• Request: Reproduce every line of the data, from the line containing "the form [255,6]." through the end of the data (both included), and shift each coordinate in the answers up by 95.

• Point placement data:
[start]

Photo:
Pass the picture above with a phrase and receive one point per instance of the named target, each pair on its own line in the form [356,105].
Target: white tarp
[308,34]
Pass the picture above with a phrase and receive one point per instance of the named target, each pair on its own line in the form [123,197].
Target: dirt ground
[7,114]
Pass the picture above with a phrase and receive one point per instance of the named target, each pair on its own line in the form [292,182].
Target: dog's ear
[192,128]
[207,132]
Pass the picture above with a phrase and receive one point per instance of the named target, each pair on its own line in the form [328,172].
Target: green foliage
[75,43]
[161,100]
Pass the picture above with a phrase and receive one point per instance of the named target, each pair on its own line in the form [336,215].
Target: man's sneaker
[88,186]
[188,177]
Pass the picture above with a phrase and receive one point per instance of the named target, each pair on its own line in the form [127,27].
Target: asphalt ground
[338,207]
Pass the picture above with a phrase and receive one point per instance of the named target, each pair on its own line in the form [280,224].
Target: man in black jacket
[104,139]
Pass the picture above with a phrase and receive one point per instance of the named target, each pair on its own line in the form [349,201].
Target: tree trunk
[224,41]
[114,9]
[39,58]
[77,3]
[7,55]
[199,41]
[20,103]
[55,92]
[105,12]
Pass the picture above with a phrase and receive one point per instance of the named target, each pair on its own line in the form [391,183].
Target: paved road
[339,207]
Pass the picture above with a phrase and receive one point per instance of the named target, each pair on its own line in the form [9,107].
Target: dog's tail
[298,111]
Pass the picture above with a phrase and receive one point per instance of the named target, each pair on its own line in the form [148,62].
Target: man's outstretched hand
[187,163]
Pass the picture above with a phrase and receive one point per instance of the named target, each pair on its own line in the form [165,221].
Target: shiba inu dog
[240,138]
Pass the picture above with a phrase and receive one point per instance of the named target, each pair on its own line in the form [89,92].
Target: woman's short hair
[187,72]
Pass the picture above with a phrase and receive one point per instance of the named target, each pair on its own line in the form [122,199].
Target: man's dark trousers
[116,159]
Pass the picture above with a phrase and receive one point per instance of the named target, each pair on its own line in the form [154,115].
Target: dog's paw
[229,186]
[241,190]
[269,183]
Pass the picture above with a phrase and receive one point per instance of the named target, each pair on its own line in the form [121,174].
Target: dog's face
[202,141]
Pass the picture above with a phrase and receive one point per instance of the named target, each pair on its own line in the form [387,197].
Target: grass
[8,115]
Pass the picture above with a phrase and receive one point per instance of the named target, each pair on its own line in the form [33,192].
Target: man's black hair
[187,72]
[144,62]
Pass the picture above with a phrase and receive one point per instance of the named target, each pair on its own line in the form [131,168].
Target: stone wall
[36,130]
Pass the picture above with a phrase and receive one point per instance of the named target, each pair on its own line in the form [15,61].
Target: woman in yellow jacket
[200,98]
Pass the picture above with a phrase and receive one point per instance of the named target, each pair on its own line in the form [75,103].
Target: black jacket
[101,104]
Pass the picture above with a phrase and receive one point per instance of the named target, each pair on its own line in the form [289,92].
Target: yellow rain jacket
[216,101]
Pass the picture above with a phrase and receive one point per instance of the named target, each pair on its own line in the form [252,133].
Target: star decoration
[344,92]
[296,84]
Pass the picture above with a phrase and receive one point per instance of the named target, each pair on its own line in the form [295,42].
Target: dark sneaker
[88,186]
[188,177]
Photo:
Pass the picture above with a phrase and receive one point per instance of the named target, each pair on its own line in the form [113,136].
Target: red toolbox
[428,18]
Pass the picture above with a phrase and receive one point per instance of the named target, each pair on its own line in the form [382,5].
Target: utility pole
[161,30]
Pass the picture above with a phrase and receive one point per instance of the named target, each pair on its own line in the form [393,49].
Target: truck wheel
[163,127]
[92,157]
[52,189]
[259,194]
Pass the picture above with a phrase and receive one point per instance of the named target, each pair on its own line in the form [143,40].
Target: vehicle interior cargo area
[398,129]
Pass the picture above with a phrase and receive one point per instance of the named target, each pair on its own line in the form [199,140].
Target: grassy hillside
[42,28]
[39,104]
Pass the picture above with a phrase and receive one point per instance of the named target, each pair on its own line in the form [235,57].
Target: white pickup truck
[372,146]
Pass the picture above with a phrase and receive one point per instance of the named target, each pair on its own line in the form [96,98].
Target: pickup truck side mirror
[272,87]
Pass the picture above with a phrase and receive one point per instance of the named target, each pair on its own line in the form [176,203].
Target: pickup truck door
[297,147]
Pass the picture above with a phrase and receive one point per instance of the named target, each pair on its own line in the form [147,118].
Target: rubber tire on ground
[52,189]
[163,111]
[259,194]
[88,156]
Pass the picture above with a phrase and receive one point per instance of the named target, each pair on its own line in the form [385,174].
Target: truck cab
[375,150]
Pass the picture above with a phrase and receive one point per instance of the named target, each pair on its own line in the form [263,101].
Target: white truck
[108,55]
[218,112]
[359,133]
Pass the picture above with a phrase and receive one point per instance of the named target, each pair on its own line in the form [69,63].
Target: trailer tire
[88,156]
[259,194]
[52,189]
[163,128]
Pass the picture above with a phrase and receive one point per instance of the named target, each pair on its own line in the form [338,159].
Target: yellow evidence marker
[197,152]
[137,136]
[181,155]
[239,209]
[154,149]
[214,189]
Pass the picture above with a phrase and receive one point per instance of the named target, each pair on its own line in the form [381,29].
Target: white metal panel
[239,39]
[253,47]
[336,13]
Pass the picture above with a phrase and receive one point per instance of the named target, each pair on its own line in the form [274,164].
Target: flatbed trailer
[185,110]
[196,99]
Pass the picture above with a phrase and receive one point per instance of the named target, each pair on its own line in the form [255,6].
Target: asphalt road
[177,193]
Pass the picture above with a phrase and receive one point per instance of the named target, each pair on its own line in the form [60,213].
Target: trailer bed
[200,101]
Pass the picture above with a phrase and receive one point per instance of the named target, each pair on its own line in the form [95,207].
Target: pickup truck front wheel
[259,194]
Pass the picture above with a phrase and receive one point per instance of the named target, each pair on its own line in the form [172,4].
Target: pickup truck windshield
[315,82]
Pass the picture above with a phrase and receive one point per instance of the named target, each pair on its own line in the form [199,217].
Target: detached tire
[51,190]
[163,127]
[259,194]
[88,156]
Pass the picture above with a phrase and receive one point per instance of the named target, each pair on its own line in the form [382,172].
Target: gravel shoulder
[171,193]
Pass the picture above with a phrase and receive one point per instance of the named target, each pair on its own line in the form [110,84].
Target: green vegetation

[end]

• Task result:
Pass the picture above with a phrase and receive one point per instance of the named target, each pair on its own line in the form [255,6].
Target: asphalt road
[272,288]
Pass the picture above with a phrase and receive one point per instance of the named target, each pair on its own line in the form [60,213].
Target: trailer bed
[295,196]
Pass the picture above with a phrase and receive one point per instance of the named target, each pair on its own line in the form [95,207].
Target: pickup truck front wheel
[354,289]
Pass the picture above with a phrase and receive one point per instance of the named target, each pair on its own line in the form [172,4].
Target: pickup truck windshield
[410,177]
Pass the picture above with a phrase and receive one point per instance of the named target, each pair on its own line in the form [199,217].
Target: detached tire
[146,285]
[258,222]
[354,289]
[183,251]
Pass the picture above with a phrase and receive one point per instance of the named target, each pair on its own line in the form [382,172].
Target: gravel shoulder
[266,288]
Pass the picture above with a phrase and receive one point per instance of the named target, each pair on its own line in the form [110,84].
Target: green vegetation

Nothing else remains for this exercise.